== Vorliegender Text ==

Finanztransaktion oder Ferientraum? (Foto: © Yarek Gora)
Mit den Wechselkursen ist das so wie mit dem Leben an sich: Sie nehmen einen zuweilen mit auf eine echte Achterbahnfahrt. Beispiel Dollar: In den Jahren von 1950 bis 1957 war der »Greenback« noch 4,20 DM wert, anschließend verfiel sein Preis kontinuierlich. Im Jahre 1980 belief sich der Kurs gerade noch auf 1,82 DM, den Tiefpunkt erreichte die amerikanische Währung 1995 mit 1,43 DM. Im Jahre 2002 folgte die Umstellung auf den Euro – doch die Berg- und Talfahrt ging weiter. Zahlte man anfangs noch 1,11 Euro für den Dollar, war er fünf Jahre später nur noch 0,68 Euro wert. Heute (Stand Mitte August 2015) kostet der Dollar wieder 0,91 Euro.
Für Käufer von Florida-Immobilien aus dem Euroraum hat der Wechselkurs natürlich ganz direkte Auswirkungen: Je stärker der Euro im Vergleich zum Dollar, desto mehr Haus bekommt der Investor aus Europa fürs gleiche Geld. Fällt der Wert des Euro hingegen, verteuert sich der Immobilientraum unter der Sonne.
Die Auswirkungen eines ungünstigeren (oder als ungünstiger wahrgenommenen) Wechselkurses auf die Kauffreude von Europäern in den Vereinigten Staaten schlagen sich schnell in den Statistiken nieder. Parallel zum Wertverlust des Euro um 23 Prozent zwischen dem ersten Quartal 2014 und dem ersten Quartal 2015 verringerte sich das Gesamtvolumen europäischer Immobilienkäufe in den USA um 32 Prozent.

===
== Gespeicherte Daten ==

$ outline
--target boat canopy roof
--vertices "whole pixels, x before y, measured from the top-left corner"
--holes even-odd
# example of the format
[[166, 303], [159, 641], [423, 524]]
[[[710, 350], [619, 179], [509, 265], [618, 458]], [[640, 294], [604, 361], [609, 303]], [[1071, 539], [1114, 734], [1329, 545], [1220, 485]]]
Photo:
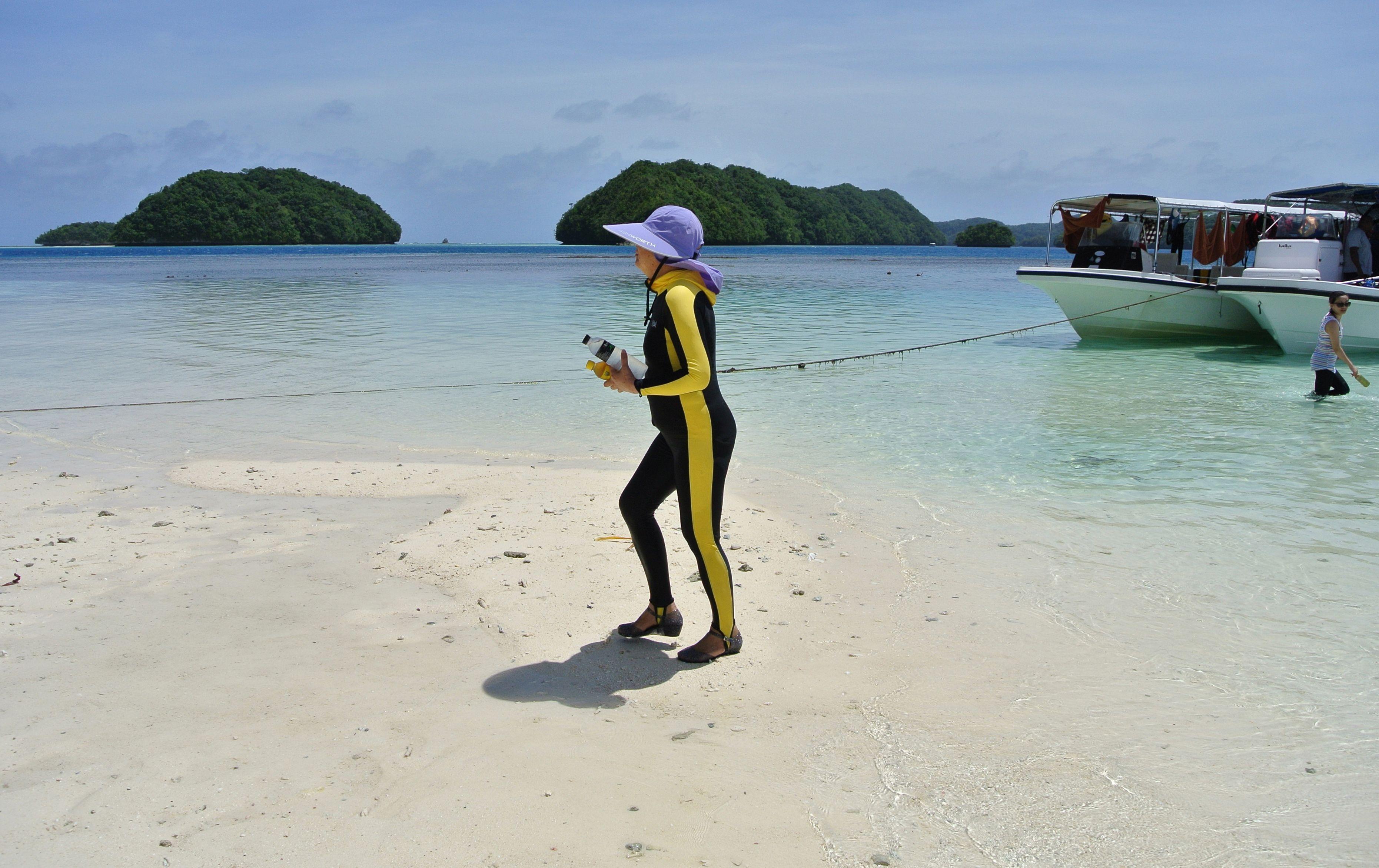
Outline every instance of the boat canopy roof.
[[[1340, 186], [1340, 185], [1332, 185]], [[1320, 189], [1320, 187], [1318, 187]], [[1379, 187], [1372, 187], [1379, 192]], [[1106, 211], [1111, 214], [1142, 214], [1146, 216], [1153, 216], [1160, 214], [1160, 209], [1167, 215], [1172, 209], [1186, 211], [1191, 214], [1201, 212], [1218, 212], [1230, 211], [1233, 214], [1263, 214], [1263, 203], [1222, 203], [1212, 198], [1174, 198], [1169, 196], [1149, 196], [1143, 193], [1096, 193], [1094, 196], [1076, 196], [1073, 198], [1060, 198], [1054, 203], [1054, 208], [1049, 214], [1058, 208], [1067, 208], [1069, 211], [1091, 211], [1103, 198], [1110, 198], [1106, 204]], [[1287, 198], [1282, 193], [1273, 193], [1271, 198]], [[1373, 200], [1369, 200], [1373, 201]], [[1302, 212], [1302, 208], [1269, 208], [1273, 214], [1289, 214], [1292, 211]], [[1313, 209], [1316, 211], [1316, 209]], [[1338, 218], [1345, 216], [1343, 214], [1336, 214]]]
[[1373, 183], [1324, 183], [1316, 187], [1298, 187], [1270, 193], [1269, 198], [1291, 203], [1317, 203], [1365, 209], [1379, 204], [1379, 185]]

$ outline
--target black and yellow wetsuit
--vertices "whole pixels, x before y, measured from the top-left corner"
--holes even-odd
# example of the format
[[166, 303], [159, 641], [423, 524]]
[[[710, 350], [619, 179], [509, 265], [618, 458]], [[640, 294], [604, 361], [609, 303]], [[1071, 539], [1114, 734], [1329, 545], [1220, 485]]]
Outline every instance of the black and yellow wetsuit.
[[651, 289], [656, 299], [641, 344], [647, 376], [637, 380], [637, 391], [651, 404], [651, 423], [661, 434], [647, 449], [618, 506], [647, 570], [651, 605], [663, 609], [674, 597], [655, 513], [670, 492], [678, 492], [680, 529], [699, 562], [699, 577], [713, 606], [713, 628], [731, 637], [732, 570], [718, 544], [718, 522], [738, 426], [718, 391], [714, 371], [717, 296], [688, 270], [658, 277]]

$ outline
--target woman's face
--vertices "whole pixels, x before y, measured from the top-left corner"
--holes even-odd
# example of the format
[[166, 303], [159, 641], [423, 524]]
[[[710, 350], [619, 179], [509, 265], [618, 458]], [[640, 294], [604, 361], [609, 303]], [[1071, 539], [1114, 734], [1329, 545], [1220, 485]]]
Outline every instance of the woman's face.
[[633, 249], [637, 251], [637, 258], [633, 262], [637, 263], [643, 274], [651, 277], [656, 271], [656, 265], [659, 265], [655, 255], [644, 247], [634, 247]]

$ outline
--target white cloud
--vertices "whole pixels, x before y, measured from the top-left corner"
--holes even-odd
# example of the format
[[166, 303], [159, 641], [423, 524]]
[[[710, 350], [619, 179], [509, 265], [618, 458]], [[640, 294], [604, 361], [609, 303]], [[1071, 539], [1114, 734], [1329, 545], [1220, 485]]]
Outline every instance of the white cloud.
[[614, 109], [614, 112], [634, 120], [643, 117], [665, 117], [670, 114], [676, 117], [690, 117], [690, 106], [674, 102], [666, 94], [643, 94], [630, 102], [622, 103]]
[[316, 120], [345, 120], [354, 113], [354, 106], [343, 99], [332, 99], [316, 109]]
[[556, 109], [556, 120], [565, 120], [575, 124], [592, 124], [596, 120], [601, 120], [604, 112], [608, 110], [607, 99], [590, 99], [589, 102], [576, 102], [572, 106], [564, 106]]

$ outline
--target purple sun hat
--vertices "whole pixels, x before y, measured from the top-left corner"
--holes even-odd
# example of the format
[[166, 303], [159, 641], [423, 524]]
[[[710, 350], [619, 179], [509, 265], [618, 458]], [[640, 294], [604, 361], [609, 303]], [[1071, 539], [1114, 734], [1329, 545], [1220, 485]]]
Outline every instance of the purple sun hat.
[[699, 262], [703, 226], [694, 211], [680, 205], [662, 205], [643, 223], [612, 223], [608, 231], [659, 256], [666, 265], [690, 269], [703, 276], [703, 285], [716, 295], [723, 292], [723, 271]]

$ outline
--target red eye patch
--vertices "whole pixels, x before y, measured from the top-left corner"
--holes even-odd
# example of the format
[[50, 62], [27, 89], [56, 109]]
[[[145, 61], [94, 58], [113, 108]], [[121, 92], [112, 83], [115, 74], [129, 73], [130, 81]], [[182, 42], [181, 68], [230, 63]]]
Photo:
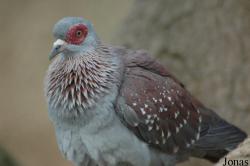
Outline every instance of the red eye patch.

===

-- Was zu tun ist --
1/ Schreibe aus dem Text über Wechselkurse alles von „Mit den Wechselkursen“ bis hinunter zu „wieder 0,91 Euro.“ wortgetreu ab.
2/ Setze den Text über Wechselkurse im Anschluss an seinen letzten Satz fort.
Die Datensätze werden hier nicht gebraucht.

-- Lösungen der Aufgaben --
1/
Mit den Wechselkursen ist das so wie mit dem Leben an sich: Sie nehmen einen zuweilen mit auf eine echte Achterbahnfahrt. Beispiel Dollar: In den Jahren von 1950 bis 1957 war der »Greenback« noch 4,20 DM wert, anschließend verfiel sein Preis kontinuierlich. Im Jahre 1980 belief sich der Kurs gerade noch auf 1,82 DM, den Tiefpunkt erreichte die amerikanische Währung 1995 mit 1,43 DM. Im Jahre 2002 folgte die Umstellung auf den Euro – doch die Berg- und Talfahrt ging weiter. Zahlte man anfangs noch 1,11 Euro für den Dollar, war er fünf Jahre später nur noch 0,68 Euro wert. Heute (Stand Mitte August 2015) kostet der Dollar wieder 0,91 Euro.

2/
Auch bei uns in Florida war der Trend zur Zurückhaltung zu spüren, wenn auch nicht so gravierend wie im Rest des Landes. Meiner Beobachtung nach nehmen Europäer in puncto Immobilienerwerb derzeit aber auch hier eine eher abwartende Haltung ein. Im Gegenzug erwägen immer mehr europäische Haus- und Apartmentbesitzer momentan, ihre Florida-Immobilie zu veräußern. Auf den ersten Blick ergibt das durchaus Sinn. Wer zum Beispiel im Jahre 2008 ein Haus für 300.000 Dollar erworben hat und dieses heute für dieselbe Summe verkauft, kann selbst nach Abzug von Notariats- und Maklerkosten allein aufgrund des Wechselkurses einen Gewinn von rund 46.000 Euro verbuchen.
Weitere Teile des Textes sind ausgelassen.